Given passage:
Productivity Commission Draft Report: Jet Fuel

6 February 2019

The Board of Airline Representatives of Australia (BARA) acknowledges that the Commission in its Draft Report ‘is concerned about the supply of jet fuel at airports, which is shrouded in secrecy and is dominated by four major oil companies. This has likely led to higher prices for jet fuel.’ If they do not provide it voluntarily, the Commission should use its information gathering powers to obtain the evidence it needs from the jet fuel infrastructure providers and fuel suppliers.

Problems with jet fuel supply

The Commission has stated that “Prima facie, the characteristics of markets to supply jet fuel have enabled incumbent fuel suppliers to restrict competition, which has led to a small number of fuel suppliers at some airports. This has likely led to higher prices to access infrastructure services and higher fuel prices.” This description fits with the experience of BARA’s member airlines.

Directives:
#1 Answer these about the jet fuel submission:
(a) What date does it carry?
(b) How many major oil companies does the Draft Report say dominate jet fuel supply at airports?
(c) What powers does BARA say the Commission should use to obtain evidence?
#2 The jet fuel submission says certain higher prices have likely resulted. List each one.
#3 Carry the jet fuel submission on from its last sentence.
The rows that follow are not needed for anything here.

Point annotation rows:
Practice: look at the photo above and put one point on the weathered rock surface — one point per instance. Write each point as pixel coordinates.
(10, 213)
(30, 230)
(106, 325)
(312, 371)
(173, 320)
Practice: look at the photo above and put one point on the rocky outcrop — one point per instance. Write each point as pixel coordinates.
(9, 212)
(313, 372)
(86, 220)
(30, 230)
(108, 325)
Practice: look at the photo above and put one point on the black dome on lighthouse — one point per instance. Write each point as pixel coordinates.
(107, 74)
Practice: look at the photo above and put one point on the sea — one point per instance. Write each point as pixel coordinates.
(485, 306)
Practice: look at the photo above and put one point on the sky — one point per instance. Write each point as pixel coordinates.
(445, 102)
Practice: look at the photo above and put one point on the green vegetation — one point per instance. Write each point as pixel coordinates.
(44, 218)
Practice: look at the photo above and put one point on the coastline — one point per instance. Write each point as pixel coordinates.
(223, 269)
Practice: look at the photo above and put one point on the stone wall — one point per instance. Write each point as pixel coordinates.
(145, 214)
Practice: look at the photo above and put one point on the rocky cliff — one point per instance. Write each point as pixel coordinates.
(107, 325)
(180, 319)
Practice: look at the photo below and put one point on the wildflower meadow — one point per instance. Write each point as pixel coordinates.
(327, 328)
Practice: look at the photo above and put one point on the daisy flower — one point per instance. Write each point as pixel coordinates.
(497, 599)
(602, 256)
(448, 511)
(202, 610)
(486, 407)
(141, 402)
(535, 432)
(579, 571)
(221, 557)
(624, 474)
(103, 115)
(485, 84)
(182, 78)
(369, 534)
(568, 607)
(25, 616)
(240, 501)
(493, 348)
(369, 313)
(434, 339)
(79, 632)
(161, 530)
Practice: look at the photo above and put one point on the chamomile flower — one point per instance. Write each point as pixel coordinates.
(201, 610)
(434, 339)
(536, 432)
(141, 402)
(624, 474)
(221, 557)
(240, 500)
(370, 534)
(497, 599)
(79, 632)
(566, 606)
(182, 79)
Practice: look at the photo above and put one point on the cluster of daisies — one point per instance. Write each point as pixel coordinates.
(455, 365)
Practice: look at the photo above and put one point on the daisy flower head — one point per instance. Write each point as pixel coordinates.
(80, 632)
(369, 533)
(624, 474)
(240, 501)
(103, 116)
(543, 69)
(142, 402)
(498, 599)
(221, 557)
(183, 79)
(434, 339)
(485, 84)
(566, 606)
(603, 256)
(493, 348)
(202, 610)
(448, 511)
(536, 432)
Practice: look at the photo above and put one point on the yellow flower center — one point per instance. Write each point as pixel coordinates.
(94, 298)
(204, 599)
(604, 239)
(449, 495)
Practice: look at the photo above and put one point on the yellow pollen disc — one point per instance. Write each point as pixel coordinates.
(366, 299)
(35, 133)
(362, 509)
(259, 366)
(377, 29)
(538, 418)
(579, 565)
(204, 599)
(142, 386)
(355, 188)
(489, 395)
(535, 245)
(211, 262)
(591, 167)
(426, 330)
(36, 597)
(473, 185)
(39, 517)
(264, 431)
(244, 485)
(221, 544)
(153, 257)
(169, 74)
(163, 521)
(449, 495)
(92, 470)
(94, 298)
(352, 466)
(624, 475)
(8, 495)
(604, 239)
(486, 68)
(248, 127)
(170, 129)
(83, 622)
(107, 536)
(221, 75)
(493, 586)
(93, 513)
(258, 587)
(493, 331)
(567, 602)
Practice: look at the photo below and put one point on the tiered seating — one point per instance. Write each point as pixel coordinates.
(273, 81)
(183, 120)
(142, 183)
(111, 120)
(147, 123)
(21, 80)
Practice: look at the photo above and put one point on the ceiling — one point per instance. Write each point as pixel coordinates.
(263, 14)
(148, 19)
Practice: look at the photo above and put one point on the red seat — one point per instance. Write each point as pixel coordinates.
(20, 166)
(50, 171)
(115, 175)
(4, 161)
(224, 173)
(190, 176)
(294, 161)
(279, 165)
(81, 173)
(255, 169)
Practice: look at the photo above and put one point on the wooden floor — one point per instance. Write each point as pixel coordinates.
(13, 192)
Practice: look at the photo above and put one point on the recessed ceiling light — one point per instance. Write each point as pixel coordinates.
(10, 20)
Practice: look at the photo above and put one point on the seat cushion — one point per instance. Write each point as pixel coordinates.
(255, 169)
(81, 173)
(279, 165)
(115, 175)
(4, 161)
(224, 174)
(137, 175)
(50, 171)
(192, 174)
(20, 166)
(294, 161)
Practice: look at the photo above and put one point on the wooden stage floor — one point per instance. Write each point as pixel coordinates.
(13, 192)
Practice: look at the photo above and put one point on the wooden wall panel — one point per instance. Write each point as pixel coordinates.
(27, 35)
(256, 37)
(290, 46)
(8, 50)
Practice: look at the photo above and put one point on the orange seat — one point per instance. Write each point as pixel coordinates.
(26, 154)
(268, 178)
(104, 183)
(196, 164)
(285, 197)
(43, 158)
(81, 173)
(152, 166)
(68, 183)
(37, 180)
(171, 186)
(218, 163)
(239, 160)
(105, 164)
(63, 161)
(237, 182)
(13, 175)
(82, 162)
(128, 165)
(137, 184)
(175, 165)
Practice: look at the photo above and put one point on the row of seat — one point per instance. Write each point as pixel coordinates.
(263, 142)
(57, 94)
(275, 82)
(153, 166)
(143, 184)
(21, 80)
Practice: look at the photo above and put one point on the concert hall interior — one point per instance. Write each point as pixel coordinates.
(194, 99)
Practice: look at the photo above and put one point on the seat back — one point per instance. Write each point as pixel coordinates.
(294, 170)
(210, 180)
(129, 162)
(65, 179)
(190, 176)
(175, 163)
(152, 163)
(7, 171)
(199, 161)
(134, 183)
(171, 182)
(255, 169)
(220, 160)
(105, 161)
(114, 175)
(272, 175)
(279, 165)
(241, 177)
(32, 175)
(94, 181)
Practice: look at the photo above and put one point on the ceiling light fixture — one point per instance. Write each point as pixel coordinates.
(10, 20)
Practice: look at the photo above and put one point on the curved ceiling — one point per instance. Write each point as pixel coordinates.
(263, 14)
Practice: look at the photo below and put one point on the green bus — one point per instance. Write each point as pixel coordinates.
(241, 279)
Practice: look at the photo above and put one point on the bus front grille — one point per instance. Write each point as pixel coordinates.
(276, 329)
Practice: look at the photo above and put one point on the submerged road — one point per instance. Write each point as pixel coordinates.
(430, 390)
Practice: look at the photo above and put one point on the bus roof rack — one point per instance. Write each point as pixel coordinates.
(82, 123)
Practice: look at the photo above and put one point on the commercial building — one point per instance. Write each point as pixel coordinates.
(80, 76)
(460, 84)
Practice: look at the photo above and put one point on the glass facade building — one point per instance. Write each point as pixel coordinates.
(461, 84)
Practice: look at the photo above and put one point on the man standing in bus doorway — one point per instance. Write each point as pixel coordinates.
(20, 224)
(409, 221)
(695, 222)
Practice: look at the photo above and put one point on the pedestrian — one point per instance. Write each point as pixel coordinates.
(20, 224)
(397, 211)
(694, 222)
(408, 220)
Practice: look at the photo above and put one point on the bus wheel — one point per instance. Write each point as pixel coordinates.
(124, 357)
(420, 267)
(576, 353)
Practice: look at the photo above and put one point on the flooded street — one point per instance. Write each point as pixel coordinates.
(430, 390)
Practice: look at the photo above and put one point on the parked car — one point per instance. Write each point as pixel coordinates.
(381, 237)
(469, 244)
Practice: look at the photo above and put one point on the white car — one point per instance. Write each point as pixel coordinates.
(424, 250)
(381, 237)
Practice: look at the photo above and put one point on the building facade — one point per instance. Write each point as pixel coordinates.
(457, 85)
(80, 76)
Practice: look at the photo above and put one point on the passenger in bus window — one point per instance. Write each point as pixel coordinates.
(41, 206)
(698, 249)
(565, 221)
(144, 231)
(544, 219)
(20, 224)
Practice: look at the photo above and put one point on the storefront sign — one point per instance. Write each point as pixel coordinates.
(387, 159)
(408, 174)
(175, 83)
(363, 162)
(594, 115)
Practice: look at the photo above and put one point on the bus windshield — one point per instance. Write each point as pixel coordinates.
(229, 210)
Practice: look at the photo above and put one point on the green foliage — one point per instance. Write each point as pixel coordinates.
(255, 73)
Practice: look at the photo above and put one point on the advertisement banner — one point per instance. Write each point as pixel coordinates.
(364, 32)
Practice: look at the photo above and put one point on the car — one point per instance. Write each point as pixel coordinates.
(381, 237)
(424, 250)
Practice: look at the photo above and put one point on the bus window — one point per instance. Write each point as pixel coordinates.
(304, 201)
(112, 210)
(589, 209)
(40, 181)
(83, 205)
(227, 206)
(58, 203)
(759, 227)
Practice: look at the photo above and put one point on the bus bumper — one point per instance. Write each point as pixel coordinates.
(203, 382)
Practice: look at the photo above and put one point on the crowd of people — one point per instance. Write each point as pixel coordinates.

Answers in order:
#1
(a) 6 February 2019
(b) Four
(c) Its information gathering powers

#2
- Higher prices for jet fuel
- Higher prices to access infrastructure services
- Higher fuel prices

#3
BARA notes the following statements in the Draft Report:

  1. Gains in efficiency from a joint venture are tempered by losses in competition,
  2. High barriers to accessing infrastructure at multiple points in the supply chain have likely reinforced the small number of jet fuel suppliers at some airports,
  3. The natural monopoly characteristics of jet fuel infrastructure, along with the market power from vertical integration and horizontal coordination, may have distorted the incentives for incumbent firms to invest.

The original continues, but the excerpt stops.